Tuesday, May 22, 2018

Playing tourist in my own city

View of Cincinnati from the streetcar
I took a play day last week with my 17-year-old as a chance to capture summer before she’s off to college and a new, young-adult life.

We awoke at 7, were on the road by 8 and parted ways by 8:45. I headed to a meeting in Clifton as she toted her laptop to our favorite near-campus coffee shop, Rohs Street Café. As a chai lover, I adore their freshly brewed, spicy Rishi blend, lightly sweetened with honey and topped with frothy, steamed soy milk. She prefers coffee, but we both like the eclectic vibe in this church-run, old-school coffee house.

After my work wrapped up, we traversed an almost daily transforming Clifton Heights that’s given way to tall, cookie-cutter facades and food franchises at the expense of individual architecture and mom-and-pop eateries and shops. My family has not forgiven Myra for closing her brownstone, boho-meets Moosewood café with dozens of homemade soups, healthy salads, eclectic entrees and sandwiches.

We cut down Calhoun with a quick jog on Clifton, east on McMillian, down West Clifton to Vine, and, in short order, arrived at Findlay Market. The first hour of parking is free, 50 cents an hour for hours one to four, so we aimed for two.

We began with the outskirt markets: Dean’s Mediterranean Imports with its freshly baked zatar flatbread, baklava, varieties of feta (feta is betta, a window sign reads) and hit neighboring Heist Fish and Poultry since 1934 to discover we were thirsty. We whisked through the indoor market perusing early lunch choices such as three hearty salads (think beet, feta and walnut) for $9.99 at Fresh Table, gyros, Belgian waffles, tacos, loads of sweets, spices, cheeses and meats. The siren call of Maverick Chocolate beckoned us inside and the deal was sealed with a frozen hot chocolate imbued with 65-percent cocoa. It is, absolutely, the best drink/food/anything I’ve had in a very long time and I am not easily impressed. We split a $5 frozen treat topped with whipped cream. It would have been difficult, but not impossible, to consume an entire drink. It is bittersweet, creamy with some tooth and exactly like drinking a very good chocolate bar. We learned that giant pods contain the cocao seeds – and could be shaken as musical instruments if not so precious a food – that Maverick roasts, then breaks into nibs for all of its chocolate.

> Instruction A
Extract each line of the rows that contains the word "collar", treating uppercase and lowercase as different.
The post and the rows that follow it come from unrelated sources.

> Entries provided
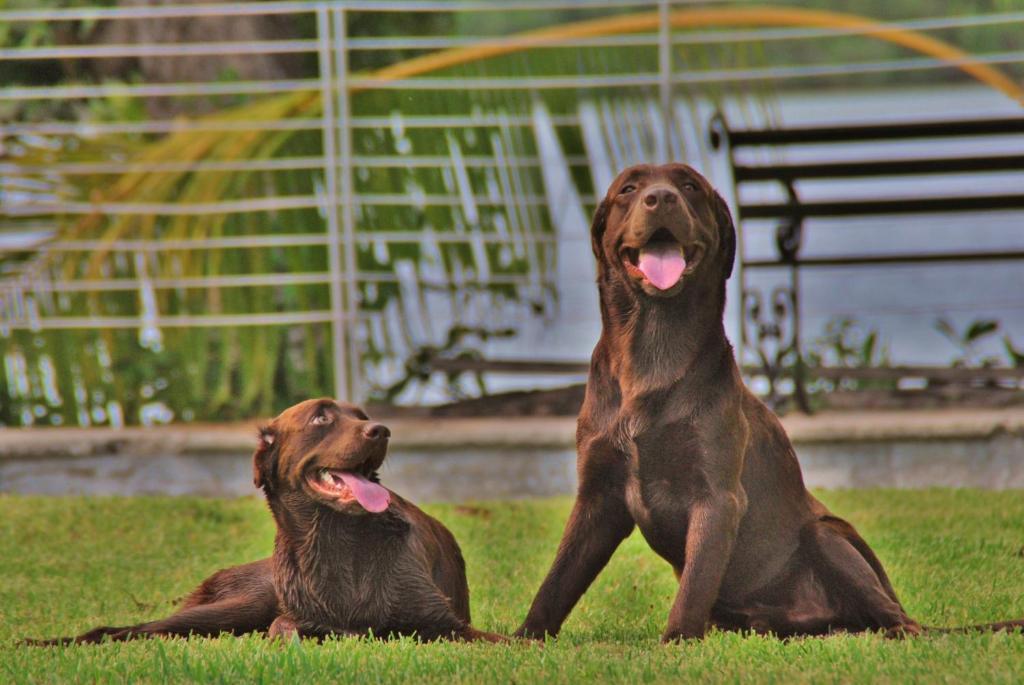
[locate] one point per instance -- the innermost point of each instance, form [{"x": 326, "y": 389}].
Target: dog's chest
[{"x": 665, "y": 476}]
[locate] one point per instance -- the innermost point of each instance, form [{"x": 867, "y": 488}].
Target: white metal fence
[{"x": 393, "y": 182}]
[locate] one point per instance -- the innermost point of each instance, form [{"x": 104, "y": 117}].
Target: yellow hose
[{"x": 696, "y": 18}]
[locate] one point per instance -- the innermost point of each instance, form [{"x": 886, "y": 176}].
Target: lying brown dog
[
  {"x": 671, "y": 440},
  {"x": 349, "y": 556}
]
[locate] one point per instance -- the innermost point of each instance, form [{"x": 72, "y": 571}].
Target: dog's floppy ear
[
  {"x": 597, "y": 227},
  {"x": 726, "y": 232},
  {"x": 265, "y": 457}
]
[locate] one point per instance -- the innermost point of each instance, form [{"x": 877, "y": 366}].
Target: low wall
[{"x": 482, "y": 459}]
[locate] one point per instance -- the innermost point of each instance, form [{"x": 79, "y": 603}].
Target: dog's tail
[
  {"x": 996, "y": 627},
  {"x": 96, "y": 635}
]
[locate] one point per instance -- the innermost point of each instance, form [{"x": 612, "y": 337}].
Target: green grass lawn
[{"x": 70, "y": 563}]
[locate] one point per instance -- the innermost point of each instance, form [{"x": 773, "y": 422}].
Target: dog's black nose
[
  {"x": 655, "y": 197},
  {"x": 377, "y": 431}
]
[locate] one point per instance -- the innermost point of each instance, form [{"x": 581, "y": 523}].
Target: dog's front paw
[
  {"x": 901, "y": 631},
  {"x": 528, "y": 633},
  {"x": 673, "y": 635}
]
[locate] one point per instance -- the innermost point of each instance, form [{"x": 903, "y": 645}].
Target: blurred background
[{"x": 213, "y": 211}]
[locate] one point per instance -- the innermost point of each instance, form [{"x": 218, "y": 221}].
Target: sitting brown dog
[
  {"x": 671, "y": 440},
  {"x": 349, "y": 557}
]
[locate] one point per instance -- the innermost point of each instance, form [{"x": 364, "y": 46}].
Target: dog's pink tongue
[
  {"x": 371, "y": 496},
  {"x": 662, "y": 264}
]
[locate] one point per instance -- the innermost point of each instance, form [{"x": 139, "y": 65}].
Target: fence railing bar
[
  {"x": 157, "y": 90},
  {"x": 251, "y": 205},
  {"x": 443, "y": 42},
  {"x": 508, "y": 83},
  {"x": 284, "y": 164},
  {"x": 86, "y": 129},
  {"x": 939, "y": 24},
  {"x": 469, "y": 161},
  {"x": 182, "y": 320},
  {"x": 251, "y": 281},
  {"x": 400, "y": 200},
  {"x": 305, "y": 7},
  {"x": 167, "y": 209},
  {"x": 159, "y": 49},
  {"x": 458, "y": 121},
  {"x": 289, "y": 241},
  {"x": 89, "y": 129},
  {"x": 516, "y": 83},
  {"x": 160, "y": 245},
  {"x": 810, "y": 71},
  {"x": 78, "y": 168},
  {"x": 183, "y": 283}
]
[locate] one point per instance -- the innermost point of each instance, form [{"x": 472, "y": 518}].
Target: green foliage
[
  {"x": 845, "y": 344},
  {"x": 73, "y": 563},
  {"x": 968, "y": 341},
  {"x": 153, "y": 374}
]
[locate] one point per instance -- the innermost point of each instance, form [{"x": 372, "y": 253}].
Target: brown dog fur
[
  {"x": 671, "y": 440},
  {"x": 336, "y": 567}
]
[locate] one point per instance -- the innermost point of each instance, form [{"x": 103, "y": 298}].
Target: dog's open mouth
[
  {"x": 348, "y": 486},
  {"x": 660, "y": 262}
]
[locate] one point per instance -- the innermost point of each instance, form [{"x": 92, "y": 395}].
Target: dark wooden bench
[{"x": 771, "y": 324}]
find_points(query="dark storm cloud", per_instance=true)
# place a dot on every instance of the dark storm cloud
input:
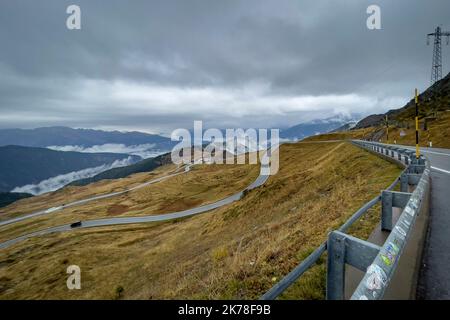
(156, 65)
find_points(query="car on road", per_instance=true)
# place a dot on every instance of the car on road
(76, 224)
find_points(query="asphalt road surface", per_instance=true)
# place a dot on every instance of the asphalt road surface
(434, 276)
(84, 201)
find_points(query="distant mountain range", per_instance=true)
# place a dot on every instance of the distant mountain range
(436, 98)
(86, 138)
(145, 165)
(21, 165)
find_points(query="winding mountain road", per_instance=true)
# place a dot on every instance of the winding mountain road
(260, 180)
(90, 199)
(434, 277)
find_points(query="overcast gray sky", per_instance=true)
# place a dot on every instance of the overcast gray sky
(159, 65)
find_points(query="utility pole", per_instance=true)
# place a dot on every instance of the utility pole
(417, 124)
(387, 129)
(436, 68)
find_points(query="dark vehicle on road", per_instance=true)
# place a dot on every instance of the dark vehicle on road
(75, 224)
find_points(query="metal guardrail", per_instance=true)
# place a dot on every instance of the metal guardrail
(379, 263)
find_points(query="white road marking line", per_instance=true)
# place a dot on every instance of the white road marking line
(441, 170)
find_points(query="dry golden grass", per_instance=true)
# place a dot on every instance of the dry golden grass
(347, 135)
(438, 133)
(71, 193)
(203, 184)
(238, 251)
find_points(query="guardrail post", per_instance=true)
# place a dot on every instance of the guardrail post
(343, 249)
(404, 182)
(386, 211)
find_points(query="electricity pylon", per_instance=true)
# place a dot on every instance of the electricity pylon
(436, 69)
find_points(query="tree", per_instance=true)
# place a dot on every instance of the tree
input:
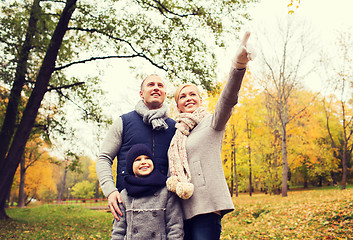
(147, 33)
(284, 72)
(341, 77)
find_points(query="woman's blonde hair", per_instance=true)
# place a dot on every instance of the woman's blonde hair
(178, 90)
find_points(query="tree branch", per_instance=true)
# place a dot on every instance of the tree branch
(65, 86)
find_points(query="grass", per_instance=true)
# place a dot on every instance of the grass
(311, 214)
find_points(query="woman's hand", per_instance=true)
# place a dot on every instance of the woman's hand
(244, 54)
(113, 200)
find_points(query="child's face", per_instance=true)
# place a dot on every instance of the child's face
(142, 166)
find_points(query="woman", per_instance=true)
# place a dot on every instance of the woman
(195, 154)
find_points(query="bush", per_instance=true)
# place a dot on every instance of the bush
(83, 189)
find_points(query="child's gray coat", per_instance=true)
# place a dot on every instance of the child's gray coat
(158, 216)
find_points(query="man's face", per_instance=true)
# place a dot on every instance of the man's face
(153, 92)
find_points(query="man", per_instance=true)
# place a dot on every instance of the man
(148, 124)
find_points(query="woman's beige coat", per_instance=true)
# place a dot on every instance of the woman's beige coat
(204, 146)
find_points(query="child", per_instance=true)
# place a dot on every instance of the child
(149, 210)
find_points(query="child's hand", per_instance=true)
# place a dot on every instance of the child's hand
(113, 200)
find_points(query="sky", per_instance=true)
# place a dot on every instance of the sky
(326, 16)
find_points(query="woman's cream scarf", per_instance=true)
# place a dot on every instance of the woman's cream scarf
(179, 180)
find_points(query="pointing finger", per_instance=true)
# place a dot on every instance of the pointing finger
(245, 38)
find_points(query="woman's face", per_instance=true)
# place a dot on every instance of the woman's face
(188, 100)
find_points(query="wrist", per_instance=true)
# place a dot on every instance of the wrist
(240, 66)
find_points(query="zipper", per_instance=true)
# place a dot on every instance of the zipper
(153, 143)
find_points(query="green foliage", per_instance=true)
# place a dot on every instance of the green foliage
(84, 189)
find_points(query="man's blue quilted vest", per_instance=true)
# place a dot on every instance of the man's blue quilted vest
(136, 131)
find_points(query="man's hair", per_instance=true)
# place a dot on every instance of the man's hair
(154, 74)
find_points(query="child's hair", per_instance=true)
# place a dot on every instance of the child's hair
(135, 151)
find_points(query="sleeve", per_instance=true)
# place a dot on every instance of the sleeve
(119, 227)
(174, 217)
(109, 149)
(227, 100)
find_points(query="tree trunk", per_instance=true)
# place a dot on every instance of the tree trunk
(285, 164)
(235, 172)
(29, 115)
(232, 174)
(21, 192)
(8, 126)
(63, 185)
(344, 165)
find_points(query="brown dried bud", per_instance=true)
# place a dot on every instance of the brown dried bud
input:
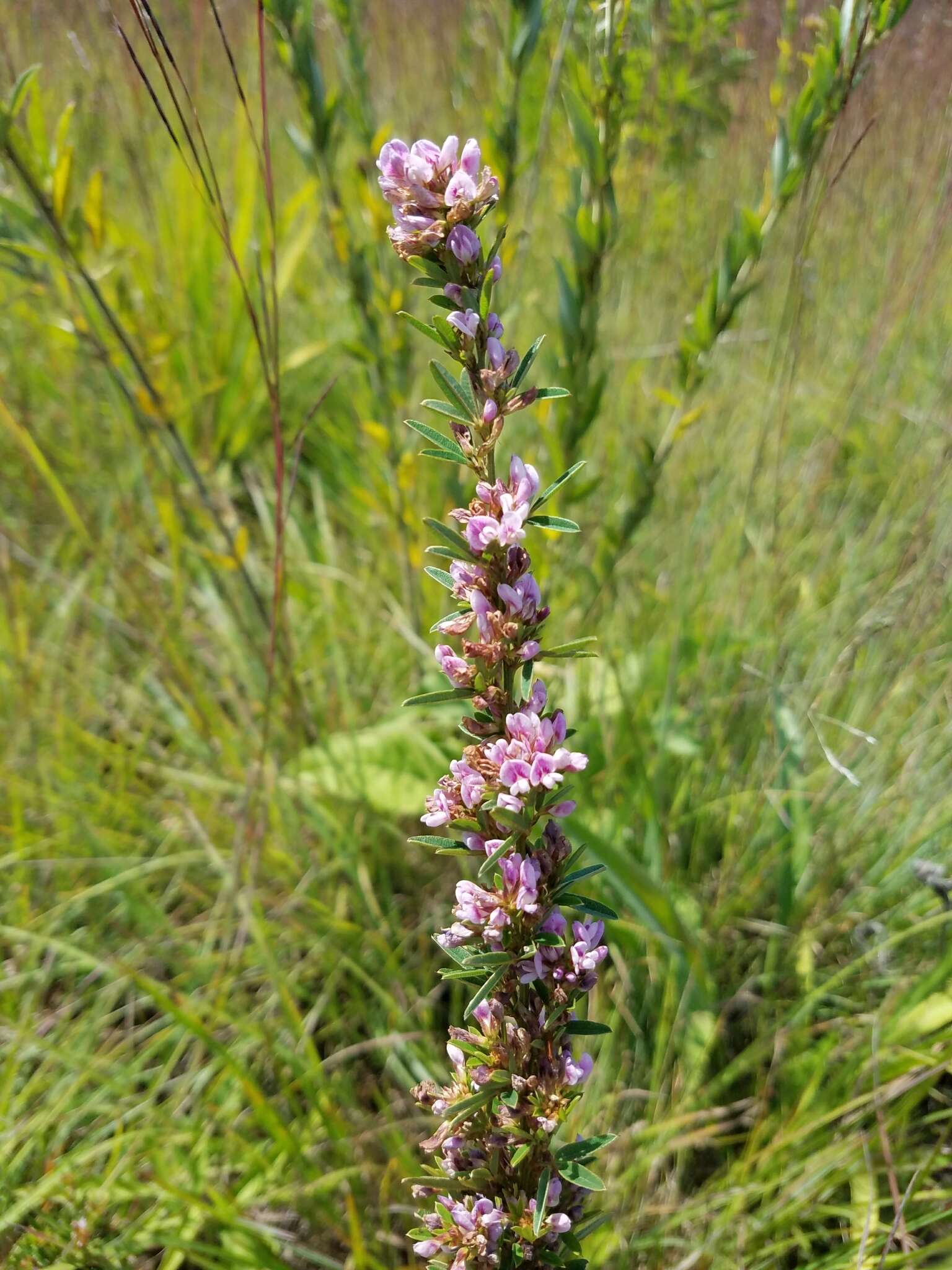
(521, 402)
(426, 1094)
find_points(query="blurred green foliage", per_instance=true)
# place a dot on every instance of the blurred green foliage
(218, 981)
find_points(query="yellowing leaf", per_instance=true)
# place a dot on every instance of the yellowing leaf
(242, 544)
(93, 208)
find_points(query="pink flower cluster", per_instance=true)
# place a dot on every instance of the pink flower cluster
(527, 762)
(503, 510)
(584, 956)
(432, 190)
(474, 1230)
(516, 1077)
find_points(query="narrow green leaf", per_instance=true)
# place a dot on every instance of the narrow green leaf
(460, 1112)
(466, 390)
(441, 575)
(447, 335)
(446, 455)
(587, 1028)
(582, 873)
(487, 295)
(584, 1148)
(19, 89)
(557, 484)
(451, 412)
(526, 363)
(451, 536)
(541, 1202)
(584, 905)
(432, 699)
(448, 384)
(488, 961)
(430, 267)
(434, 1180)
(487, 866)
(437, 438)
(553, 522)
(578, 1175)
(493, 982)
(444, 619)
(421, 327)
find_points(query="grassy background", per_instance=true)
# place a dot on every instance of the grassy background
(216, 975)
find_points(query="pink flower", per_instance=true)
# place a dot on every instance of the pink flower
(576, 1072)
(461, 189)
(464, 244)
(455, 667)
(523, 481)
(467, 324)
(471, 158)
(427, 1248)
(522, 600)
(563, 809)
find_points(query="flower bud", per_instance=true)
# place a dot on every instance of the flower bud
(495, 355)
(470, 158)
(464, 244)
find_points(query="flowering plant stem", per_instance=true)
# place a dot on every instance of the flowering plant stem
(500, 1192)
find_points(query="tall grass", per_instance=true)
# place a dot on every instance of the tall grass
(216, 964)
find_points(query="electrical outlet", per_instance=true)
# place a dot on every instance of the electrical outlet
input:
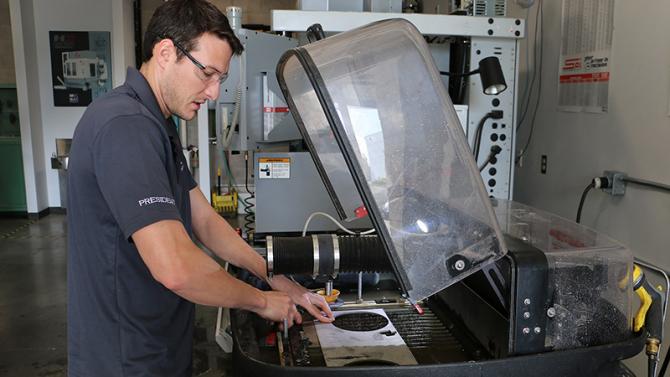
(617, 185)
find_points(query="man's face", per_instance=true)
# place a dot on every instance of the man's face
(186, 86)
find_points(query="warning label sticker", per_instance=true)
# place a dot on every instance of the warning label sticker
(274, 168)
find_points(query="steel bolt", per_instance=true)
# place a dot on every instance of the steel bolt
(551, 312)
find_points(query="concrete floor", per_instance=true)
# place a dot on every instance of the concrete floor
(33, 294)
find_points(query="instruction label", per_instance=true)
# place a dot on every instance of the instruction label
(274, 168)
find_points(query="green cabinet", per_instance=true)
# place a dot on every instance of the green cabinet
(12, 187)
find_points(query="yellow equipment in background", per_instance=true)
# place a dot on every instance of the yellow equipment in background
(224, 204)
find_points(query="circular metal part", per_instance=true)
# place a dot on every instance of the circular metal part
(363, 321)
(551, 312)
(315, 245)
(336, 256)
(270, 255)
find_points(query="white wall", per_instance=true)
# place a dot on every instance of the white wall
(633, 137)
(60, 122)
(27, 90)
(123, 44)
(41, 122)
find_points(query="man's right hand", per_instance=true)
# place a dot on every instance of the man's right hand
(279, 306)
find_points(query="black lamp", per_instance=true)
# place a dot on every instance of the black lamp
(490, 72)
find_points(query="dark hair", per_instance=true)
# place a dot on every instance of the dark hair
(184, 21)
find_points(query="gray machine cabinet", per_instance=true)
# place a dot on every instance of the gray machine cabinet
(284, 204)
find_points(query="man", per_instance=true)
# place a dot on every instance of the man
(134, 271)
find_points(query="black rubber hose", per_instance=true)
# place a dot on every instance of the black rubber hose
(581, 201)
(295, 255)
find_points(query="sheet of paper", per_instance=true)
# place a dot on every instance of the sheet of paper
(585, 58)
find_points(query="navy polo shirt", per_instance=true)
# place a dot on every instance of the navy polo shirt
(126, 171)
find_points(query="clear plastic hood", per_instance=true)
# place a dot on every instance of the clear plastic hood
(384, 134)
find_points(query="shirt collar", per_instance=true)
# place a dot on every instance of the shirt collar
(139, 84)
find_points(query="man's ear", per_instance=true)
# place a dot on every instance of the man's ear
(164, 52)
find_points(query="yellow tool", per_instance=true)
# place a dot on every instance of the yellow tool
(645, 298)
(224, 203)
(650, 315)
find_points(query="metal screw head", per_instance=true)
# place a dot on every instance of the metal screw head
(551, 312)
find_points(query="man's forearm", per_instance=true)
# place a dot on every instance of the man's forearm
(205, 282)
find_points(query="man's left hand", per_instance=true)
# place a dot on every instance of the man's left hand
(315, 304)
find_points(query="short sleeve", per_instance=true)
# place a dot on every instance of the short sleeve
(130, 167)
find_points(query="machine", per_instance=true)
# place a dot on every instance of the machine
(467, 285)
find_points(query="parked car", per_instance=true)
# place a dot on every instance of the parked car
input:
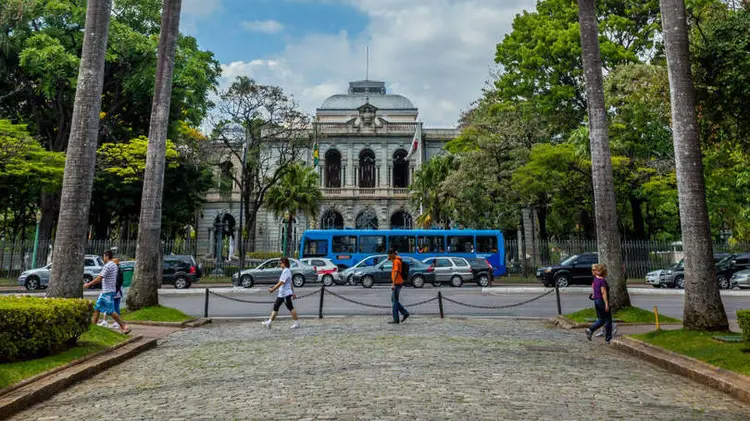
(575, 269)
(34, 279)
(346, 276)
(419, 273)
(455, 270)
(741, 279)
(181, 271)
(269, 272)
(327, 270)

> Instruction B
In the post about playing tourist in Cincinnati, what did the writer and her daughter share at Maverick Chocolate?

> Exercise solution A
find_points(query="shirt collar", per_instance=true)
# place a dot on every instance of the shirt collar

> Exercise solution B
They split a $5 frozen hot chocolate topped with whipped cream.